**Excerpt provided:**
- - - -

And under UK law, your company is responsible for paying for any water you use and for the drainage of liquid waste from your premises.
This probably doesn’t come as a surprise, but there are other responsibilities of care that you must take into account when it comes to water cleanliness.
Your company is also responsible for controlling risks from the legionella bacteria. The HSE states that: “As an employer, or a person in control of the premises, you are responsible for health and safety and need to take the right precautions to reduce the risks of exposure to legionella.”
Legionella bacteria are carried on small droplets of water which can become airborne and be inhaled. If someone is infected with the legionella bacteria, they could go on to develop Legionnaires’ Disease which is potentially fatal, especially to older people and those with pre-existing health problems.
In order to control the risks and prevent a Legionnaires’ outbreak, it’s important to understand more about the bacterium and how it causes harm.
The conditions that allow the legionella bacteria to thrive are stagnant water systems that are between 20-45oC. In addition, deposits, such as sludge, rust, scale and organic matter, provide nutrients for the bacteria. In domestic homes, where we flush water through the system on a daily basis and the hot water tank is heated to high temperatures, the risk of legionella is extremely low.
The bacteria are most likely to be spread from systems that are not in constant use, and also from systems that produce fine droplets of water, which disperses the bacteria. Many outbreaks are traced to air conditioning plants where water is stored and recycled, but there have been cases where people have contracted Legionnaires’ from poorly maintained swimming pools, hot tubs, car washes and garden hose pipes.

- - - -

**Your tasks:**
- A) From the legionella passage, extract the words from "In order to" to "is extremely low." without changing them.
- B) Write a continuation of the legionella passage that picks up after its final sentence.

Images for object localization:
- - - -

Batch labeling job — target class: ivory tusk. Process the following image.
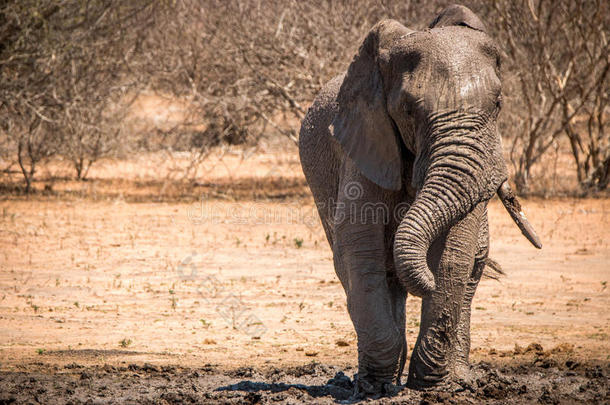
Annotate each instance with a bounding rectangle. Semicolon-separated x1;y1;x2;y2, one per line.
498;180;542;249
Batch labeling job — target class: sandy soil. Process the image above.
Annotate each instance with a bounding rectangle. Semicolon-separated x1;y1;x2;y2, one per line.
0;150;610;403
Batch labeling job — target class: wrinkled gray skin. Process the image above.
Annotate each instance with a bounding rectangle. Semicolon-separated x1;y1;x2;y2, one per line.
299;6;532;395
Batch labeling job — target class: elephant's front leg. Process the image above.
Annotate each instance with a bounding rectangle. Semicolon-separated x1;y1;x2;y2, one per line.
335;224;404;394
453;210;489;382
407;204;485;389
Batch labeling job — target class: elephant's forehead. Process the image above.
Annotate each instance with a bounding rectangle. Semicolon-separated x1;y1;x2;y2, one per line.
392;27;498;70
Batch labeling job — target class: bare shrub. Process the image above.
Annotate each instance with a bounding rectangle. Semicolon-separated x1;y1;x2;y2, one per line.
490;0;610;193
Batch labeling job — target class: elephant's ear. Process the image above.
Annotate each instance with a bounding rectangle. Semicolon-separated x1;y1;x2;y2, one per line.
429;4;487;33
331;20;412;190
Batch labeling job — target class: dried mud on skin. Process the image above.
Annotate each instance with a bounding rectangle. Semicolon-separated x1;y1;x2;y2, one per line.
0;356;610;404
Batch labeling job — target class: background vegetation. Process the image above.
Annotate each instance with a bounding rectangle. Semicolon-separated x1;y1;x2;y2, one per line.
0;0;610;195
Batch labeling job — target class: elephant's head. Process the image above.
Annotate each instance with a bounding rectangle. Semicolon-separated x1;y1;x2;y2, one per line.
331;6;540;296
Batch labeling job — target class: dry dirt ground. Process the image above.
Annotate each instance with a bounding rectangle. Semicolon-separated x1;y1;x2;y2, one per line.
0;148;610;404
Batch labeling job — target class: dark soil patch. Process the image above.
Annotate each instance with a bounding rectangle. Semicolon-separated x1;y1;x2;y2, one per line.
0;360;610;404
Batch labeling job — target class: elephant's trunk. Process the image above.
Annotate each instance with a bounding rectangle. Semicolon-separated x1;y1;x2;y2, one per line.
394;116;507;297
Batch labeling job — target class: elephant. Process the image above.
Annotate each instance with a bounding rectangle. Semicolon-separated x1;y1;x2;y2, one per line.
299;5;541;396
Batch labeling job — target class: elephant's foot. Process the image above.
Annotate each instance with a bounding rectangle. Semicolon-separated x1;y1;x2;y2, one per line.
350;375;404;401
406;360;477;392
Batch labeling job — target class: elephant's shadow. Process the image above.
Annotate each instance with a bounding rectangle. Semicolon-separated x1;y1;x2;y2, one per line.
216;371;354;403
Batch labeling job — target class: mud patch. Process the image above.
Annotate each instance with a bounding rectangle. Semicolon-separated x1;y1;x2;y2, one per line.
0;359;610;404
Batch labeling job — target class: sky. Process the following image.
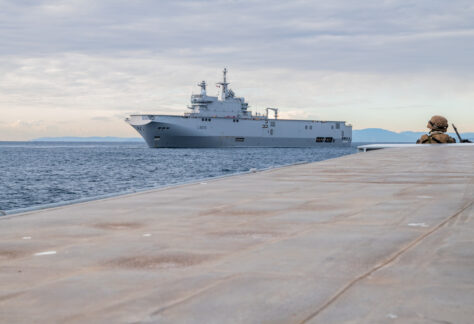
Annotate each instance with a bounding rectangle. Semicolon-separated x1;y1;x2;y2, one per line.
0;0;474;141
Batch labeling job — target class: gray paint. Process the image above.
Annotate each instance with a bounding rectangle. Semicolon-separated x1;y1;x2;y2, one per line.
126;70;352;148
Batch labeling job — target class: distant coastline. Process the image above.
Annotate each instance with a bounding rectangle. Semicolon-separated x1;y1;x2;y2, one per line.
31;136;145;142
31;128;474;143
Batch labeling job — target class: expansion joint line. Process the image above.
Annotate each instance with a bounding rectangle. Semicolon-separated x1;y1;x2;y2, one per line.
300;200;474;324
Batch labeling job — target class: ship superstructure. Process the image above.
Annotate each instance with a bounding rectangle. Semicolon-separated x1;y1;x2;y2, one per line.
126;69;352;148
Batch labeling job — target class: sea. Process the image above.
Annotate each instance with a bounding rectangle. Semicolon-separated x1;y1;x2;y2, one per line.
0;141;360;214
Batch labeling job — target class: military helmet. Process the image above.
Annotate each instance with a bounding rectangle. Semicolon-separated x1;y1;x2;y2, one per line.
426;115;448;131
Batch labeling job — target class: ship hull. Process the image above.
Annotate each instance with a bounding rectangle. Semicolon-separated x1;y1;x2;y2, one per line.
127;115;352;148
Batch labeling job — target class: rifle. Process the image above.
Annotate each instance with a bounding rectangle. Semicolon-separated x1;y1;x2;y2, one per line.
451;124;472;143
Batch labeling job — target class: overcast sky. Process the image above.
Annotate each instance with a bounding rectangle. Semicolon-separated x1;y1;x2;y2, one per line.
0;0;474;140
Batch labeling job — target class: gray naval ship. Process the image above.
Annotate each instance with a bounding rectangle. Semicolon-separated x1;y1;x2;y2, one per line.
125;69;352;148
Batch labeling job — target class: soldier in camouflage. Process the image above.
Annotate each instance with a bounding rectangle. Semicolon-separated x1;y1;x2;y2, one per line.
416;116;456;144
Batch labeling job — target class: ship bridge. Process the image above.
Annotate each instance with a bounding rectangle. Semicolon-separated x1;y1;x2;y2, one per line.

- - - -

**Responses:**
- A)
In order to control the risks and prevent a Legionnaires’ outbreak, it’s important to understand more about the bacterium and how it causes harm.
The conditions that allow the legionella bacteria to thrive are stagnant water systems that are between 20-45oC. In addition, deposits, such as sludge, rust, scale and organic matter, provide nutrients for the bacteria. In domestic homes, where we flush water through the system on a daily basis and the hot water tank is heated to high temperatures, the risk of legionella is extremely low.

- B)
HSE guidance outlines your company’s responsibilities with regard to the control of legionella. Your business needs to appoint a ‘responsible person’ to ensure control of the risk. The responsible person must have “sufficient authority, competence, skills and knowledge about the installation to ensure that all operational procedures are carried out in a timely and effective manner and implement the control measures and strategies, i.e. they are suitably informed, instructed, trained and assessed”.
You must take adequate steps to control and prevent the bacteria, as well as carrying out regular water tests. The frequency of tests will depend on a risk assessment and the type of system you have.
With more and more employees going back into the office after lockdown, it’s more important than ever to take steps to ensure that your staff are protected from the legionella bacteria. With water systems and air conditioning units lying unused for weeks or possibly months, at a time of year with ideal temperatures for the bacteria, it would be a good idea to do a legionella test as part of your reopening strategy.